§ **Task set**:
1. Reproduce everything in the article on the Zimmerman verdict from "The Justice Department issued" down to "community last year.".
2. Write what comes next in the article on the Zimmerman verdict, picking up after its last sentence.

§ **Article**:
+++
“If anything good is to come, this is the time to build a movement,” said national NAACP spokesman Eric Wingerter this weekend as his organization gathered in Orlando, Fla., for its national convention. He was reacting to the “not guilty” verdict Saturday night in the George Zimmerman trial, delivered in the town of Sanford, just 30 miles from where 4,000 delegates from the nation’s oldest civil rights organization were convening.
“Legally, we have to accept a jury’s ruling late Saturday night to acquit former neighborhood watchman George Zimmerman in the shooting death of Florida teen Trayvon Martin,” the victim’s lawyer Daryl Parks said Sunday on “Face the Nation.” He suggested that Florida’s “horrible shoot-first law” and the instructions given to the jury made its decision come as no surprise.
But NAACP President Benjamin Jealous said, on the same show, that federal criminal charges could still await Zimmerman “for what he has done. There may be a civil action by the family, but there should definitely be criminal charges brought by the Justice Department.”
Jealous said that under the 2009 Matthew Shepard and James Byrd, Jr., Hate Crimes Prevention Act, federal investigators “would have to show that race was a factor in his [Zimmerman’s] decision-making – and there seems to be plenty of evidence that suggests that race may have indeed been a factor.”
The Justice Department issued a statement Sunday saying its investigation into the matter was “ongoing.” A spokesman for the department said it will consider evidence gathered during the federal probe, as well as evidence and testimony from the state trial, to see if it “reveals prosecutable violation of any of the limited federal criminal civil rights statutes within our jurisdiction, and whether federal prosecution is appropriate in accordance with the Department’s policy governing successive federal prosecution following a state trial.”
Zimmerman, invoking Florida’s right-wing-backed “stand your ground” law, claimed he shot Martin in “self-defense” during a physical fight with him in a Sanford gated community last year.
Prosecutors played a tape during the trial in which Zimmerman is heard talking to police on a phone after spotting Martin walking in the neighborhood. Martin had just finished a visit with his father and a stop in a store to purchase candy. The unarmed Martin was an A-plus student on his way to college on a scholarship and had donated hundreds of hours to community improvement projects. He was on his way home when he was murdered.
+++
§ **Rows excerpted from a collection**:

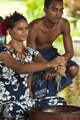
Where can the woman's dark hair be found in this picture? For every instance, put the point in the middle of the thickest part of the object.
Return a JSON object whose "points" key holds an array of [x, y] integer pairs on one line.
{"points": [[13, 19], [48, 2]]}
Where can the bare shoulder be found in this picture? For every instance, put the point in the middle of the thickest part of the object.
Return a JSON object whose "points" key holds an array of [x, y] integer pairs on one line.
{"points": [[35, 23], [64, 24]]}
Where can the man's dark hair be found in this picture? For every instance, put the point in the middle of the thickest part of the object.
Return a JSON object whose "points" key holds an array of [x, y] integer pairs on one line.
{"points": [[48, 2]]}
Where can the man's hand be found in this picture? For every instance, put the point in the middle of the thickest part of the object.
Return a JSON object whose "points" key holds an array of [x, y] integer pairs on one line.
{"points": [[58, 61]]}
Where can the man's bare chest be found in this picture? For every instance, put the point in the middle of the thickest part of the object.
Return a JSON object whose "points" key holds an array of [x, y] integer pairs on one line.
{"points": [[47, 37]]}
+++
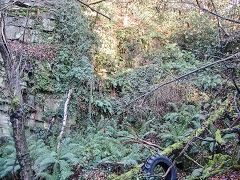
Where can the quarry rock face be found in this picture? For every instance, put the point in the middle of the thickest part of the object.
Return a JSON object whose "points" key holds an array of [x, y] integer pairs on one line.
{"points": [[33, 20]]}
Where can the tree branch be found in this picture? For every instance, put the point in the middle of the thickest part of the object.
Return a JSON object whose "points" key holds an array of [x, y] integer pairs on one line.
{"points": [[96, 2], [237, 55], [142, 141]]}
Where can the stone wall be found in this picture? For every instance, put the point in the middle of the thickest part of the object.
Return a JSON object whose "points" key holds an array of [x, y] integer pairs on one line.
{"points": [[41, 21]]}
+++
§ **Results**:
1.
The Justice Department issued a statement Sunday saying its investigation into the matter was “ongoing.” A spokesman for the department said it will consider evidence gathered during the federal probe, as well as evidence and testimony from the state trial, to see if it “reveals prosecutable violation of any of the limited federal criminal civil rights statutes within our jurisdiction, and whether federal prosecution is appropriate in accordance with the Department’s policy governing successive federal prosecution following a state trial.”
Zimmerman, invoking Florida’s right-wing-backed “stand your ground” law, claimed he shot Martin in “self-defense” during a physical fight with him in a Sanford gated community last year.

2.
Zimmerman was heard on the tape describing Martin to police as a “f**king punk.” When police ordered him not to pursue Martin he continued to track, stalk, and eventually kill him. “These punks always get away,” he was heard saying when police ordered him to stop his pursuit.
Many have criticized the prosecution for not being vigorous enough in pushing the charges against Zimmerman. The tape mentioned above, for example, was never brought up by the prosecution during its summation.
The prosecution team, which was appointed by Florida’s tea party governor, Rick Scott, was headed by a conservative Republican, Angela Corey, who herself never argued before the court during the Zimmerman trial. Underlings did that work instead. Critics say Corey did not want to anger her right-wing constituents whose support she needs for re-election.
Michael Eric Dyson, a professor and civil rights activist at Georgetown University, said it was clear “the attack was racially motivated from the very beginning.”
“In this 21st century,” Dyson said, “in this so-called alleged sense of a post-racial era, where we know race continues to make a huge difference, Trayvon Martin cries from the grave for us to not only grieve, but to get into action and to motivate ourselves – not only African-American people, but all good-willed and good-intending American citizens – to make sure that his death is not in vain.”
Civil rights leaders have already met and announced that they intend to make the issue a major focus of the Aug. 24, 2013, March on Washington and that there will be major efforts to turn out a huge vote in the 2014 mid-term elections. The hope is to remove from office local right-wing lawmakers and other officials responsible for things like Florida’s “stand your ground” laws.
Photo: Families react after hearing the verdict of not guilty, outside the Seminole County Courthouse, July 13, Sanford, Fla. (AP Photo/John Raoux)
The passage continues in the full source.